_LE CONSEGNE_
1. Trascriva dal brano sulla storia della fotografia il tratto che va da "Tutto ebbe inizio, presumibilmente, nella" fino a "dipinti di Venezia.", quest'ultimo incluso.
2. Secondo il brano sulla storia della fotografia, quale scoperta fece per caso, nel 1727, il professore di anatomia ivi menzionato?

_BRANO CITATO_
============

Tutto ebbe inizio, presumibilmente, nella lontana preistoria, in quelle grotte buie in cui gli uomini preistorici trovavano rifugio e che fungevano da camere oscure naturali, dove la luce, attraverso piccolissimi pertugi, proiettava l'immagine capovolta e confusa del paesaggio esterno sulla liscia parete di roccia all'interno della grotta. Già Aristotele nel quarto secolo a.C. descrisse per primo un marchingegno capace di catturare un'immagine su di un foglio di carta in quella che secoli più tardi venne definita: camera obscura. E il primo passo verso la fotografia che conosciamo fu quello di trovare una applicazione alla camera obscura: e questo avvenne in Italia dove grandi pittori come Guardi e Canaletto la utilizzarono nei loro dipinti di Venezia.
Ma già da prima, l'esigenza di creare un'immagine "il più fedele alla realtà" portò a continue scoperte che migliorarono i modelli di camera obscura: prima tra tutte l'inserimento di una lente ottica (obiettivo) al quale nella prima metà del cinquecento si aggiunse il diaframma, che migliorarono la qualità dell'immagine.
Divenuta una realtà, la camera obscura si diffuse in larga misura con modelli sempre più sofisticati.
Ma la vera svolta nella storia della fotografia si ebbe con l'ingresso in campo della chimica: a nessun pittore che utilizzava la camera obscura era venuto mai in mente che quell'immagine proiettata sulla carta da disegno potesse, in qualche modo, essere resa permanente. Quando nel 1727, un professore di anatomia, Jhoann Schulze scopri, per caso, che i sali d'argento scurivano se colpiti violentemente dalla luce, tutto cambiò. Da li in poi furono in molti a sperimentare l'efficacia dei sali d'argento, catalogandone le differenze di sensibilità ai vari stadi di esposizione alla luce. E dal lavoro di Hellot possiamo applicare il significato della parola "fotografia", cioè "scrivere con la luce", quando nel corso dei suoi esperimenti giunse a realizzare un sistema di scrittura "simpatico" con una soluzione di nitrato d'argento, che restava invisibile fino a quando non veniva esposta alla luce del sole.
Vista dalla finestra a Le Gras, |
Il merito di aver inventato la fotografia che noi conosciamo va a Joseph Nicéphore Niépce che realizzò la prima immagine fotografica su una lastra di peltro trattata con bitume di Giudea esposta otto ore sul davanzale della finestra del suo laboratorio.

============

_CONTENUTO DEI DATI_

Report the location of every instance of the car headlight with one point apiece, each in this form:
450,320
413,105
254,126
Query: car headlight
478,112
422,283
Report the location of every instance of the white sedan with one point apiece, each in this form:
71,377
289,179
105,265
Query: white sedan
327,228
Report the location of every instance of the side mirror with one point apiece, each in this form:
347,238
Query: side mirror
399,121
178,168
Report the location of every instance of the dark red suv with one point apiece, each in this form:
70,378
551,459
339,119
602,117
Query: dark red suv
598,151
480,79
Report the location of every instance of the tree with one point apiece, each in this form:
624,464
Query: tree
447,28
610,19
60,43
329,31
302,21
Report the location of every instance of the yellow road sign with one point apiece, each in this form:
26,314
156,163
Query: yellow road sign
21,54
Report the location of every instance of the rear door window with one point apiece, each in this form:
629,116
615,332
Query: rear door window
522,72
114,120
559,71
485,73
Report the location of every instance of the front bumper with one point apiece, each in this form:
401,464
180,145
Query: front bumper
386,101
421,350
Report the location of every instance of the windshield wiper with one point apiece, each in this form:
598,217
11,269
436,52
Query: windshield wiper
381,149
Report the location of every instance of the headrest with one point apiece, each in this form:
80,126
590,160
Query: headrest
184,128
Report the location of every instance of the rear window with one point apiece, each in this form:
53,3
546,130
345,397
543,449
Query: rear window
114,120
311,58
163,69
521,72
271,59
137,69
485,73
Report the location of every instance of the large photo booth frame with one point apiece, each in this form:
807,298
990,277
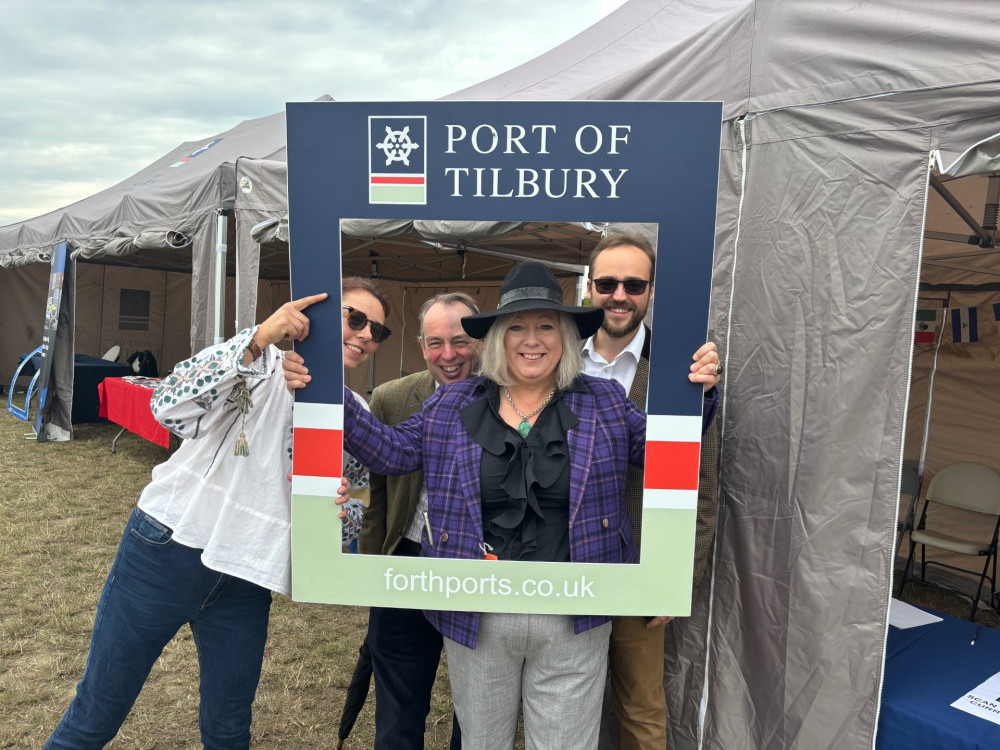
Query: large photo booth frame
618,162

============

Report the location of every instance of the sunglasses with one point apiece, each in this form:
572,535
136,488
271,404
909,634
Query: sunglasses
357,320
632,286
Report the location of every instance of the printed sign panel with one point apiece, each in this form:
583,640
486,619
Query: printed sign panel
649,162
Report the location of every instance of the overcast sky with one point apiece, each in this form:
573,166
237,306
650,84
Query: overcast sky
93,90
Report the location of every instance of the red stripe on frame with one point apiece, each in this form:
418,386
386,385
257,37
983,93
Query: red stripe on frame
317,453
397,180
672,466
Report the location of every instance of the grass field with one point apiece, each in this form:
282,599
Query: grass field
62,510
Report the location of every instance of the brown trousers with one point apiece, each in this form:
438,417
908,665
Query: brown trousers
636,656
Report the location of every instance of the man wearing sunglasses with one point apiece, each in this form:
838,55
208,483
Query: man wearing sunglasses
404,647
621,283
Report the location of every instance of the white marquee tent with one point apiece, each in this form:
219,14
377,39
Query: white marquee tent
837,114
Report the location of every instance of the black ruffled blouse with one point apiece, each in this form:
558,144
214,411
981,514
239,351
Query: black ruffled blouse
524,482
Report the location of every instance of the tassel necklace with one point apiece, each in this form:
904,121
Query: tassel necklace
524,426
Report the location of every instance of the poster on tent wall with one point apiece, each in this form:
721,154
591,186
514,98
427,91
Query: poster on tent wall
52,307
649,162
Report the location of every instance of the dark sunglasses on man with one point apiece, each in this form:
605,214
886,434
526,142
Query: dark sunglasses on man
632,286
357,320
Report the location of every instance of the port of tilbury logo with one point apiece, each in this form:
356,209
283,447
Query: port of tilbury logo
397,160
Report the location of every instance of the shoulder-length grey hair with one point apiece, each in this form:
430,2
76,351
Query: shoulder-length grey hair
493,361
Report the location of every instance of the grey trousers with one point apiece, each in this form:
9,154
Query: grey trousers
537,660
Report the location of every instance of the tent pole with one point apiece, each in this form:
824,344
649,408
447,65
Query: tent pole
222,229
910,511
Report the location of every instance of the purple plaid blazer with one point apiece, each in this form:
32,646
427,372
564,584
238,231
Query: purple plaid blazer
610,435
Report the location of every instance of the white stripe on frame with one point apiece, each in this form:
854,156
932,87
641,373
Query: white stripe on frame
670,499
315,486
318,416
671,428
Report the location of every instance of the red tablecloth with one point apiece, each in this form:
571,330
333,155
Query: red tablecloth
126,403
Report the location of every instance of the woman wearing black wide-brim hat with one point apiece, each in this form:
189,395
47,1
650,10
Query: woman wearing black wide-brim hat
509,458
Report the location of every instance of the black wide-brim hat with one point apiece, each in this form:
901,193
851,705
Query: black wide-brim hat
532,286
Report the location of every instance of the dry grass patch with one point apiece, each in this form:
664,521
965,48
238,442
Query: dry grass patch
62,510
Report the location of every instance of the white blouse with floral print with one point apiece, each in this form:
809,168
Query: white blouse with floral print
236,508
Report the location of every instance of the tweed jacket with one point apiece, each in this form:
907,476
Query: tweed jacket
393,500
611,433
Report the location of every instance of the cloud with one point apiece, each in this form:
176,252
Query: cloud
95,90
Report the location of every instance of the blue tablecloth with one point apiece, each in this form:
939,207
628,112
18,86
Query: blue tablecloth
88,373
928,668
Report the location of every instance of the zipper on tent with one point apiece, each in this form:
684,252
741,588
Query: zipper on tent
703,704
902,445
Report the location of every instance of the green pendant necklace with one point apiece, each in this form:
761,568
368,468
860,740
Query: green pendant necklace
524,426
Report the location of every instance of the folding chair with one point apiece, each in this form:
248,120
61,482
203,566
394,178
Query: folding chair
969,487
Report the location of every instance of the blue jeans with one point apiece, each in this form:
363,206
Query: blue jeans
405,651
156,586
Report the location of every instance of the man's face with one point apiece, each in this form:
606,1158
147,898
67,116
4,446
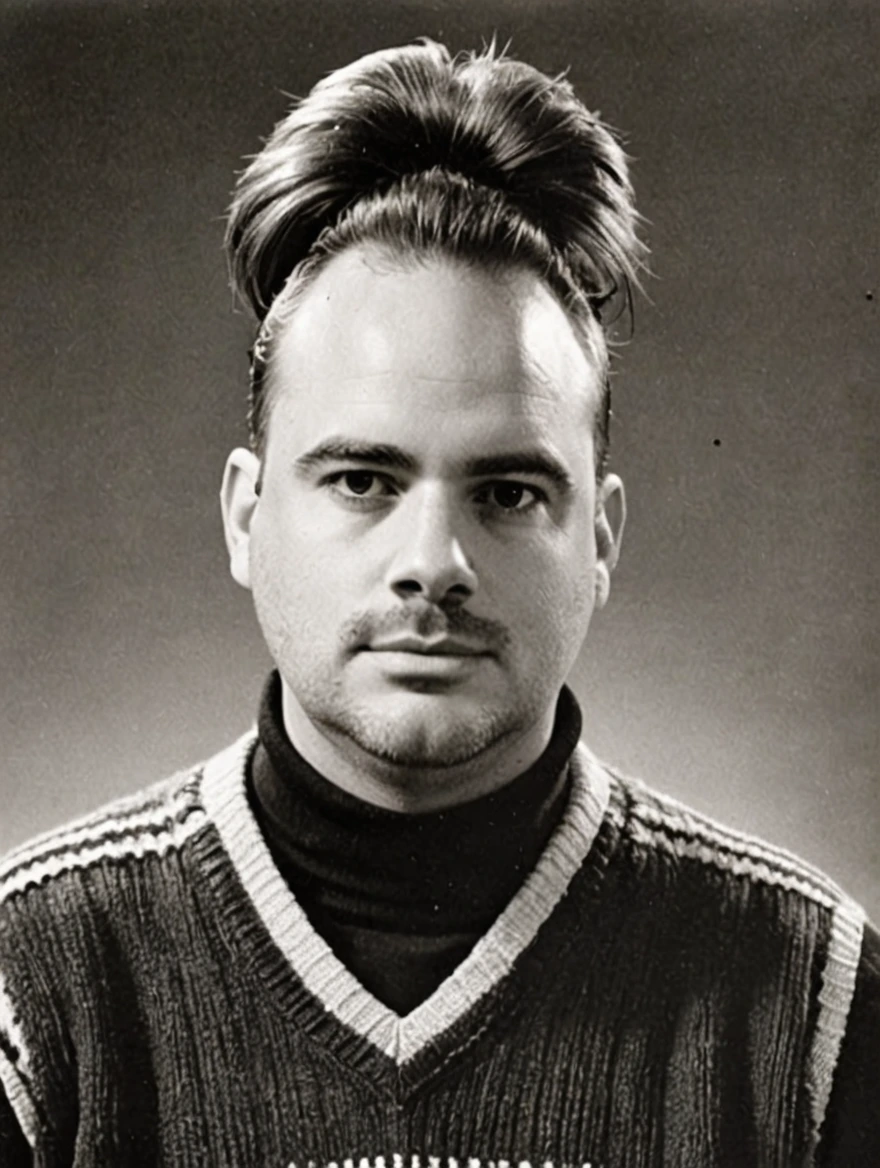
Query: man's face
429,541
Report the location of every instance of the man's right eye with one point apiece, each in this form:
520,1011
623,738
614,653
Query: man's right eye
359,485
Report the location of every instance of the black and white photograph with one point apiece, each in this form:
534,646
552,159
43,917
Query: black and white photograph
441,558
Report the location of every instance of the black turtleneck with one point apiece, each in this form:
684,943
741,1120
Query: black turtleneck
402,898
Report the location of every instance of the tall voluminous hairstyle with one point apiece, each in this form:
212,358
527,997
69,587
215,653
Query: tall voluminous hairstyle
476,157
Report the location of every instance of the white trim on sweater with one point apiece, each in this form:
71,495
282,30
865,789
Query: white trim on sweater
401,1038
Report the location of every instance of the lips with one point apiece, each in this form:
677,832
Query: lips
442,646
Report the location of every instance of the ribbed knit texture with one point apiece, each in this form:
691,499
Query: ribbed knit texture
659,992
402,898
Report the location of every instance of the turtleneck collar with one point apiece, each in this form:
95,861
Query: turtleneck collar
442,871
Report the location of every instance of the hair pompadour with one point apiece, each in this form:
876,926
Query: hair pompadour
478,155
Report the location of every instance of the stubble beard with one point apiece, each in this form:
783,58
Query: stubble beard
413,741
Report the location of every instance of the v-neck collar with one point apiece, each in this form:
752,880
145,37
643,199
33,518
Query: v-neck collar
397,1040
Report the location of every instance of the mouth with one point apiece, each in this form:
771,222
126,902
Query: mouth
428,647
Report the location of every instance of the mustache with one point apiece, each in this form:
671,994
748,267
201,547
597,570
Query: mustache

============

_RISPOSTE AGLI ESERCIZI_
1.
Tutto ebbe inizio, presumibilmente, nella lontana preistoria, in quelle grotte buie in cui gli uomini preistorici trovavano rifugio e che fungevano da camere oscure naturali, dove la luce, attraverso piccolissimi pertugi, proiettava l'immagine capovolta e confusa del paesaggio esterno sulla liscia parete di roccia all'interno della grotta. Già Aristotele nel quarto secolo a.C. descrisse per primo un marchingegno capace di catturare un'immagine su di un foglio di carta in quella che secoli più tardi venne definita: camera obscura. E il primo passo verso la fotografia che conosciamo fu quello di trovare una applicazione alla camera obscura: e questo avvenne in Italia dove grandi pittori come Guardi e Canaletto la utilizzarono nei loro dipinti di Venezia.

2. Scoprì che i sali d'argento scurivano se colpiti violentemente dalla luce.